To be done: Render the entries in the stretch from the line containing "The service MUST return one point per instance of the bare" through the line containing "pixel 220 90" as a two-column CSV with the header instruction,output. Give one row per entry, with its text and its answer each in a single quoted field and line breaks turned into spaces.

* Start Data for the task *

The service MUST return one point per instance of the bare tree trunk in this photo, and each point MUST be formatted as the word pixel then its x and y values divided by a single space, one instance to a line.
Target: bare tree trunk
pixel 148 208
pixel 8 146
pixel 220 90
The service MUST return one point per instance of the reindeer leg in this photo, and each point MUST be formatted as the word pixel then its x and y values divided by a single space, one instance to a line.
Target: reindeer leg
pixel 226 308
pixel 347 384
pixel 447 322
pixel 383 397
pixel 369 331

* End Data for the task *
* Start Data for the task *

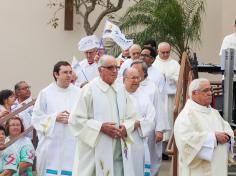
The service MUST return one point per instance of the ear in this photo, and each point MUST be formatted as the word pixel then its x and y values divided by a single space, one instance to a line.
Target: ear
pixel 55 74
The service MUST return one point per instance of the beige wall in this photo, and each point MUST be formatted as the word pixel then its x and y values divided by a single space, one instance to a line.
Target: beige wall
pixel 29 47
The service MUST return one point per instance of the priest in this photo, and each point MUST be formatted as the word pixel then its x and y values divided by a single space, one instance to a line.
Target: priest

* End Data for the task *
* Start Data for the task *

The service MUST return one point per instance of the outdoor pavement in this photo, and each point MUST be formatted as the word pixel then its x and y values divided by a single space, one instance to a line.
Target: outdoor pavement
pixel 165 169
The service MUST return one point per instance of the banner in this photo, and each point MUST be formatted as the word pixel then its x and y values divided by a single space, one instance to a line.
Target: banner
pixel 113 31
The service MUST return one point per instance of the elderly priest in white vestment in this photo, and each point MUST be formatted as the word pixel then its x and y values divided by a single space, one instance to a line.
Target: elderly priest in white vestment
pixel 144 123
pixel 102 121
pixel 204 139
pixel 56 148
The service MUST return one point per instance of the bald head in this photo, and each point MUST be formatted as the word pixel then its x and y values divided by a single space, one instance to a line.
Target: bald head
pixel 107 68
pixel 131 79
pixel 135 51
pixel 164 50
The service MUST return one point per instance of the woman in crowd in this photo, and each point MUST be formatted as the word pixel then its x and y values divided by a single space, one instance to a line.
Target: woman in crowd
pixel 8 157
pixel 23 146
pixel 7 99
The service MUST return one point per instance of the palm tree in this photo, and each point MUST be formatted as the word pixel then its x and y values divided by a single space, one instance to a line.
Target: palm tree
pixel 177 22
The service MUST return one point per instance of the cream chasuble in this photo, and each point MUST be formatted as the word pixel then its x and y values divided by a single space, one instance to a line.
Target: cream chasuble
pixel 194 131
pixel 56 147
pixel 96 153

* End Data for the task *

The answer:
instruction,output
"The service MUST return one point per instance of the bare tree trunk in this photo, and each point MUST be formatted as the word pixel then its x and y values divided by a single space, one instance to a line. Target: bare tree trunk","pixel 148 208 pixel 8 146 pixel 220 90"